▶ **EXERCISE TASK**:
Give only the number of rows that contain the string "named".

**** PROVIDED DATA ****

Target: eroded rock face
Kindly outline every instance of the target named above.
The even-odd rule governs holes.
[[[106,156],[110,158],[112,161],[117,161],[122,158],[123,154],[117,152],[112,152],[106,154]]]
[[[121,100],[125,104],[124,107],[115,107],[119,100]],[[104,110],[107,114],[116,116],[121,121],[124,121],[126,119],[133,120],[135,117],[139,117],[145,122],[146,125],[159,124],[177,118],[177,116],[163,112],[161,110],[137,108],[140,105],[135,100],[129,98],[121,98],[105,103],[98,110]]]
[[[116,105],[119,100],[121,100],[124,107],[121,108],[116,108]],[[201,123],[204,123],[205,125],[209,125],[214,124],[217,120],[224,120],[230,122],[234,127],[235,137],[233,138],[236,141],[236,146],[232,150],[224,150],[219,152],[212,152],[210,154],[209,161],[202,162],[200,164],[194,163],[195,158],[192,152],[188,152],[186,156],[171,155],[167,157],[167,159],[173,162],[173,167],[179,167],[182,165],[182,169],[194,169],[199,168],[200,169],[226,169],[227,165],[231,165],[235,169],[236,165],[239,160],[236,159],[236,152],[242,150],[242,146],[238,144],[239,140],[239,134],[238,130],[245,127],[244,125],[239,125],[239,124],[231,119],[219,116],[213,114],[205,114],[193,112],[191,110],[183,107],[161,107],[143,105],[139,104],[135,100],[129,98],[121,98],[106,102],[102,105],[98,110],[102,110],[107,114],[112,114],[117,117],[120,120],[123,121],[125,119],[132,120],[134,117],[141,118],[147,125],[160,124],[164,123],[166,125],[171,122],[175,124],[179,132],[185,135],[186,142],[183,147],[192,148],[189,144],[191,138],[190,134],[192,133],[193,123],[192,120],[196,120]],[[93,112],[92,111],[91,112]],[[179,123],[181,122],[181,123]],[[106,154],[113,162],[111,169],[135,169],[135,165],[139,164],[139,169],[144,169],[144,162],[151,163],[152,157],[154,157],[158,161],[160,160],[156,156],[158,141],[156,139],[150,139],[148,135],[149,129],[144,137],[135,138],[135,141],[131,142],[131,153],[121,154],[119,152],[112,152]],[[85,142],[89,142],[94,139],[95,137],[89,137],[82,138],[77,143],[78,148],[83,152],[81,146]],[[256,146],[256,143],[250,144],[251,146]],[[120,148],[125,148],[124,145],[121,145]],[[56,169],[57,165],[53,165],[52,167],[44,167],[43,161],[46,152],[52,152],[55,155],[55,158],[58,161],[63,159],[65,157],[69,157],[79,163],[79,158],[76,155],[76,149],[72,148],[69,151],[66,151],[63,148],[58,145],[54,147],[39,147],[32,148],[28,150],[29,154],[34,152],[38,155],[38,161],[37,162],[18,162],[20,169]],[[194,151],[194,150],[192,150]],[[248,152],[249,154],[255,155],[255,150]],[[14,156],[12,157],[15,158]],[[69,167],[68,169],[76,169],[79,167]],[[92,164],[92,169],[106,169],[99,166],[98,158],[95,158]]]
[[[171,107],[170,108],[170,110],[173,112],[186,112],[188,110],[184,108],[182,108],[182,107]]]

****

▶ **WORKED SOLUTION**:
1